- **Problems to solve**
A. According to the film synopsis, which play does the director want to stage a scene from?
B. Change "seaside" to "lakeside" in the film synopsis, and give the passage starting with "After years of" and going on through "eighties, and nineties.".
C. Write what comes next in the film synopsis, picking up after its final sentence.

- **Text segment**
Spain – Chile, 2023 / 70 min. / Colour

After years of residing in Spain, the film director embarks on the quest to find three Chilean women born during the dictatorship. Her goal: to depict a scene from Nona Fernández’s play ‘Space Invaders’ that relives the experiences of a group of girls who grew up between 1973 and 1992.

The director and the actresses – Klaudia, Andrea, and Tatiana – start rehearsing the play’s fragment in a seaside house, guided by an actress who will help them portray the scene. As they delve into their childhood experiences, the actresses embark on an emotional journey, using their personal memories to breathe life into the characters and emotions on stage. They delve into their memories to narrate a story marked by silence, fear, and both concealed the explicit violence in Chile during the seventies, eighties, and nineties.

The actresses reminisce about the everyday life of the dictatorship from the perspective of girls belonging to the same generation. This involves recalling common experiences and images that, however, are subjectively lived and interpreted. These experiences are connected to gestures, attitudes, and rituals witnessed and/or reproduced in the streets, at school, at home, and in the media.

In public spaces such as neighborhoods and streets, especially after the economic crisis of 1982, there were protests passing by, barricades, or military repression on street corners.

In schools, students paraded to commemorate dates linked to military history, while every Monday they sang the national anthem (including a forbidden verse honoring soldiers) and raised the flag. Within classrooms, children of military and communist families coexisted; meanwhile, a “red” history teacher could be abruptly dismissed.

- **Data shown**
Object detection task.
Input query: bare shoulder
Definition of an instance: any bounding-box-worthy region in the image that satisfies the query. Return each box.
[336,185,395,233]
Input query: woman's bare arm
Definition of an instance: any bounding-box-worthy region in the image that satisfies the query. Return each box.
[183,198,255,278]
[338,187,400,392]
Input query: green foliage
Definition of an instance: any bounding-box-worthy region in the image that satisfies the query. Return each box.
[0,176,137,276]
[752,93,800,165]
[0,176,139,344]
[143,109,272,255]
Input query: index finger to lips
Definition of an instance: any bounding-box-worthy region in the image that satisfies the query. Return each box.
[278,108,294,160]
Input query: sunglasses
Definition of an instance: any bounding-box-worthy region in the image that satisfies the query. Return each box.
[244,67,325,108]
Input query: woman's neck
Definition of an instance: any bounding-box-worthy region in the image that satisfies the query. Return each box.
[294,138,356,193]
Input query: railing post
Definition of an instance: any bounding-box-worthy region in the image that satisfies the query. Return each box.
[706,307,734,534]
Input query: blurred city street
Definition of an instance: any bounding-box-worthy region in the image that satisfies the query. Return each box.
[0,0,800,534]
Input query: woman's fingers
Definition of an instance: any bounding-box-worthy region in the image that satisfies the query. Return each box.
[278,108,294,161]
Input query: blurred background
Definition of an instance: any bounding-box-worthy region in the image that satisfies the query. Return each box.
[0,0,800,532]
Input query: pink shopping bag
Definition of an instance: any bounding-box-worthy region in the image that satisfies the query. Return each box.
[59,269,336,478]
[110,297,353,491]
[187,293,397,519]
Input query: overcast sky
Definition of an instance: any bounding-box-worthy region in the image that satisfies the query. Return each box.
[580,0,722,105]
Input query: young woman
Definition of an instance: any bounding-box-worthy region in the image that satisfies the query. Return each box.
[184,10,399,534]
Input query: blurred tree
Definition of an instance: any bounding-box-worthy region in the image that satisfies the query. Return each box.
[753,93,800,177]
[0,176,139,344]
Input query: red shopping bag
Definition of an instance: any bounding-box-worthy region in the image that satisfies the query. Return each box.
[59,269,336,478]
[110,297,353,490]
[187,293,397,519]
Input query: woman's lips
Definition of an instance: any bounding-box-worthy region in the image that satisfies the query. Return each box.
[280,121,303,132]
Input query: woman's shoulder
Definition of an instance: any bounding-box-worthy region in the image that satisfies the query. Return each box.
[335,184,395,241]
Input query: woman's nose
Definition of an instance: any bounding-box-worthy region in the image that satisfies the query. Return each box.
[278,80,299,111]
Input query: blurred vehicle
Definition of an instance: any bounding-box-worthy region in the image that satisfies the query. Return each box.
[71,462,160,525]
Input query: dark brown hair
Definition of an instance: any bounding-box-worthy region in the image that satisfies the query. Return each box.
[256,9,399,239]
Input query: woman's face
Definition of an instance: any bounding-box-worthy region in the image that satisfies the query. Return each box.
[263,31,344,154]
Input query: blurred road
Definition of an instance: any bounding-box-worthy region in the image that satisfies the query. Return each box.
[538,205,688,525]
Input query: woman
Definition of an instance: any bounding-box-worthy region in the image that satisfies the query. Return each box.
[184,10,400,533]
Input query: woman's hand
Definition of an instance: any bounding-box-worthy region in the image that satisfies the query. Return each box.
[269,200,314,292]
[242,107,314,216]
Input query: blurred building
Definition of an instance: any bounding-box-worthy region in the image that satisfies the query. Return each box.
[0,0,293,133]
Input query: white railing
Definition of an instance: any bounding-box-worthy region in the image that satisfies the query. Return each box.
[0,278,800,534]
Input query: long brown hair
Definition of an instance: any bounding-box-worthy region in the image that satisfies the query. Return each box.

- **Task-by-task outputs**
A. Nona Fernández's play 'Space Invaders'.

B.
After years of residing in Spain, the film director embarks on the quest to find three Chilean women born during the dictatorship. Her goal: to depict a scene from Nona Fernández’s play ‘Space Invaders’ that relives the experiences of a group of girls who grew up between 1973 and 1992.

The director and the actresses – Klaudia, Andrea, and Tatiana – start rehearsing the play’s fragment in a lakeside house, guided by an actress who will help them portray the scene. As they delve into their childhood experiences, the actresses embark on an emotional journey, using their personal memories to breathe life into the characters and emotions on stage. They delve into their memories to narrate a story marked by silence, fear, and both concealed the explicit violence in Chile during the seventies, eighties, and nineties.

C.
In the neighborhood, the friend they often played with could be the younger sister of a disappeared member of a political party. The walls of homes resonated with horror through the few radio news reports that denounced the dictatorship’s atrocities, while television, mostly controlled by the regime, tried to show order and calm, distracting the population with family programs.

Most newspapers, complicit with the regime, distorted human rights violations, presenting murders as crimes of passion or massacres as confrontations.

But during the Chilean dictatorship, alternative media also emerged, generating independent content and attempting to challenge the regime’s communication control.

The film oscillates between the intimate and the historical, the personal and the political. Many young people of this generation experienced puberty and democracy simultaneously. The long dictatorship, which they came to understand but not to combat like their parents, deeply marked their lives.

After weeks of preparation, the actresses manage to stage the scene from the play ‘Space Invaders.’ However, beyond that, this process of exploration and expression not only allows them to bring the play to life but also offers them the opportunity to connect on a deeper level, sharing experiences that have shaped their lives.

Credits

Written and Directed by: Carolina Astudillo Muñoz
Production Companies: Isolda Films / Walkie Talkie Films (Spain) / El Espino Films (Chile) / VDH Production (France)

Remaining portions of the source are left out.